===== Page extract =====

The proverbial Martian, taking a quick look at Wednesday’s Budget, might well conclude that at the general election in December the British people had chucked the old lot out and elected a very different party to run our government. The fresh, new Chancellor, Rishi Sunak, provided the biggest spending spree the Treasury has allowed since 1992. Yet this was from the ‘austerity’ party that has been in government for nearly ten years. So what’s going on? And is it wise or reckless?
The foreground of the Budget was inevitably going to be something wholly unplanned: the coronavirus outbreak, now officially, a pandemic that is sweeping the world. Whatever the medical tally in terms of numbers infected and people killed turns out to be, the impact on the economy is certain to be considerable, at least in the short to medium term. You can’t have a fifth of the workforce off sick, and people fearful of going out to restaurants, theatres, football grounds and even the shops, leaving businesses with no business, for it not to be. But that’s as far as certainty goes. Budget forecasts always need to be taken with a pinch of salt, but this time neither the Chancellor nor anyone else really has the slightest idea how bad things may get economically.
All Mr Sunak could do (and he did) was refrain the words of Mario Draghi, the boss of the European Central Bank, after the 2008 financial crisis and say he would do ‘whatever it takes’ to protect the economy from the effects of the virus. For the time being he bunged an extra £12bn at the problem, providing relief for cash-strapped businesses, easing the ability of self-employed workers in the gig economy to get sick pay when following government advice to ‘self-isolate’ for a couple of weeks if they think they’re going down with the bug, and prop up the NHS. He said the NHS would get whatever it needed – ‘millions or billions’ – to deal with the crisis. Critics said this was a bit rich coming from the ‘austerity’ party which, they claimed, had for a decade denied the NHS the resources it needed back then to equip it for just such an emergency as we face now. But, overall, Mr Sunak seems to have been judged to have done all he could at this stage to deal with a pandemic that could well virtually shut the economy down in the coming weeks.
It’s what he had to say about the longer term that left many with their jaws dropped. His Budget upset both political orthodoxy and the economic thinking of the Tory Party for at least the last ten years. Conventional political strategy says a government elected with a big majority gets all the bad stuff (including being tight with public spending) out of the way early so that the party can present a more cheery demeanour at the following election. And Conservative economic thinking of the last decade focused primarily on getting the deficit in public finances down and with it, in due course, the overall size of the national debt.

===== Records provided =====

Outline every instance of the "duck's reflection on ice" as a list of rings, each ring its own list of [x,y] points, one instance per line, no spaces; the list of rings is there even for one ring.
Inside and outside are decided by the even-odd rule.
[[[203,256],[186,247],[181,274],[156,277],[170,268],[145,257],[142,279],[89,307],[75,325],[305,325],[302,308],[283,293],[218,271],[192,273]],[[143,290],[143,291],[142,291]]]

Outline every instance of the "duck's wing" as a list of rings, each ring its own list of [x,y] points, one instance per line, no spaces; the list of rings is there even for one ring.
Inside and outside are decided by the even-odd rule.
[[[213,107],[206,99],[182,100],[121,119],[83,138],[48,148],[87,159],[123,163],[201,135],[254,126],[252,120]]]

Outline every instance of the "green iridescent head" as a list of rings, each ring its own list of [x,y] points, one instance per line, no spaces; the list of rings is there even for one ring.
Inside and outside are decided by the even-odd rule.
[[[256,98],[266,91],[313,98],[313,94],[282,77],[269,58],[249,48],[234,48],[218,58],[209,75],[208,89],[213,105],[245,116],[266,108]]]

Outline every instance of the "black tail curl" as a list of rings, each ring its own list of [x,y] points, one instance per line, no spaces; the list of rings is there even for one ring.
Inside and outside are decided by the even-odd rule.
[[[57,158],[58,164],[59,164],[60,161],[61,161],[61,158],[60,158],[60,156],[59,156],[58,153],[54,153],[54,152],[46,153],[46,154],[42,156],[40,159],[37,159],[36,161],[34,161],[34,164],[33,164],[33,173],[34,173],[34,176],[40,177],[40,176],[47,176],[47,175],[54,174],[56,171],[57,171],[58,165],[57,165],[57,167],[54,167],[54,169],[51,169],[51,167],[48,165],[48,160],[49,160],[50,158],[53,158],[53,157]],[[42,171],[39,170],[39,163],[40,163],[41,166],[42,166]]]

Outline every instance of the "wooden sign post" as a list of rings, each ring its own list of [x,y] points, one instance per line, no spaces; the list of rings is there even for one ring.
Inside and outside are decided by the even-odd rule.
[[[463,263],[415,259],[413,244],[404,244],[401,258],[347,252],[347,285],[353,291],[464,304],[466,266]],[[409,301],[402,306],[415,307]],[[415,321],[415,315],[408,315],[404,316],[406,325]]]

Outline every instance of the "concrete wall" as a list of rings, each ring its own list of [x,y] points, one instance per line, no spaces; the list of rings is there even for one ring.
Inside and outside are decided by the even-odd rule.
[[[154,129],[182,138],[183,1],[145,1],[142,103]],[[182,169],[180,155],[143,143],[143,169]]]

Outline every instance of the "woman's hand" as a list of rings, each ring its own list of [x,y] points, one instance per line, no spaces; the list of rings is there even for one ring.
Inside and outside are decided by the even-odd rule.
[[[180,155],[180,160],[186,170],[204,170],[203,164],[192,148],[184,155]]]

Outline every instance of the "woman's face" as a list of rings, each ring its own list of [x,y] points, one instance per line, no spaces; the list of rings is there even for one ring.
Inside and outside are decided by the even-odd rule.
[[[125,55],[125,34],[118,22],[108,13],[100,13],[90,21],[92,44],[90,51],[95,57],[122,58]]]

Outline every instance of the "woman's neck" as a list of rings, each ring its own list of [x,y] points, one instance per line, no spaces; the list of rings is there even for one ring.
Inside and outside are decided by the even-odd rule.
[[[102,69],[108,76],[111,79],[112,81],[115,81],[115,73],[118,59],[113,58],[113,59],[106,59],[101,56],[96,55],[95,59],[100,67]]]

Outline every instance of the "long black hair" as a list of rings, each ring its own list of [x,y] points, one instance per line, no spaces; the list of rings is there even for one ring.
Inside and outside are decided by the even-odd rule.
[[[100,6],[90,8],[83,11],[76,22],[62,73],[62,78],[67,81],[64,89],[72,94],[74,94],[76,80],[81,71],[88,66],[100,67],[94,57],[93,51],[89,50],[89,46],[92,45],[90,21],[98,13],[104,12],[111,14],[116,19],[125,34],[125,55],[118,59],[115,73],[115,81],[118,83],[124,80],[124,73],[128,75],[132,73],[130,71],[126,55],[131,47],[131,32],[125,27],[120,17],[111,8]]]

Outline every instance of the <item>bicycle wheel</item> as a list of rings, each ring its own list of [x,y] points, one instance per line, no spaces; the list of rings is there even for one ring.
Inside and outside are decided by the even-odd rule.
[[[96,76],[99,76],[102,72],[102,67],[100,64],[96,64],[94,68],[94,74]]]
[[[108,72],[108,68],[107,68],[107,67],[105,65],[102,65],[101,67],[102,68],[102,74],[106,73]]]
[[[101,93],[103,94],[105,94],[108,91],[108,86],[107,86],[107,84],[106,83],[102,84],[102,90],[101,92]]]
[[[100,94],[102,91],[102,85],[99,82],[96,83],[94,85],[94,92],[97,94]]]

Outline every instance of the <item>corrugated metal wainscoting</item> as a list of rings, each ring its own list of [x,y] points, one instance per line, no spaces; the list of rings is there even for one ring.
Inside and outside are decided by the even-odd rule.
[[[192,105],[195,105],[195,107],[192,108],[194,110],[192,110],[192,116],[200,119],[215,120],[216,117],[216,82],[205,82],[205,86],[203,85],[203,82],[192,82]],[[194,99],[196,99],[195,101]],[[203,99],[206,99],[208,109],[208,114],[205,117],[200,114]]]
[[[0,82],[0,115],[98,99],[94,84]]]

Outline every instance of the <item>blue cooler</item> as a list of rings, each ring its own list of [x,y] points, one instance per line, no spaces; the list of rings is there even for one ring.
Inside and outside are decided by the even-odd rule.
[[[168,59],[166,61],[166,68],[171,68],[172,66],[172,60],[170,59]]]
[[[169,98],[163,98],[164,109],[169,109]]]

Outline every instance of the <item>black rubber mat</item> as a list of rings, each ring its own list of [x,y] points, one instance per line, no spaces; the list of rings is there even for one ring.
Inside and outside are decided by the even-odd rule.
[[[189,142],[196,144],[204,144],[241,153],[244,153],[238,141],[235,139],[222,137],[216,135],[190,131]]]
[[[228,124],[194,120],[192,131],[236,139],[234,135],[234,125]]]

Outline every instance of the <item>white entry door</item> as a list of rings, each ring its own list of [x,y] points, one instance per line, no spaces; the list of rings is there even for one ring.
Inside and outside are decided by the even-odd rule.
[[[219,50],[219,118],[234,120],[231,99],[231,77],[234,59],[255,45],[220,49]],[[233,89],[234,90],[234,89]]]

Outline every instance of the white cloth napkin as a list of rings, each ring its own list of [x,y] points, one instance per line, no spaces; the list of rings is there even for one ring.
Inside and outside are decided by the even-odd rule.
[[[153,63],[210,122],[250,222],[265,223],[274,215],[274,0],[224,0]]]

=====

**What to do**: Extend the article on the Budget above, picking up after its last sentence.

**Response to this exercise**:
Mr Sunak trashed both. He authorised an immediate spending spree. There will be an extra £50bn of public spending annually by 2024-25, split between £22bn on capital investment on things like roads, house-building and the like, and £28bn extra on day-to-day spending. That means government spending will grow by 2.8% more than twice the rate at which the economy as a whole is forecast to grow.
‘Austere’ chancellors proposing such spending would normally be expected to pay for it by raising taxes. But not Mr Sunak. He’s going to borrow most of the money. There will be £100bn more borrowing than planned by his very recent predecessor, Sajid Javid. The effect will be to raise the government deficit from roughly £30bn a year to more like £60bn. Overall government debt, far from coming down, will rise to £2tn by 2024, double what it was just a decade ago.
Supporters of the Chancellor say this is justified both politically and economically. It may still be the Conservative Party running the country but it’s now a different Conservative Party, they argue: one dependent on a very different electoral base from the one on which it used to rely. Now many of its key supporters are from the former Labour heartlands of the Midlands and the North, ‘lost’ places in that they benefitted little from the growing prosperity of London and the south east during the nineties and the noughties. ‘Levelling up’ is the new government’s principle political priority.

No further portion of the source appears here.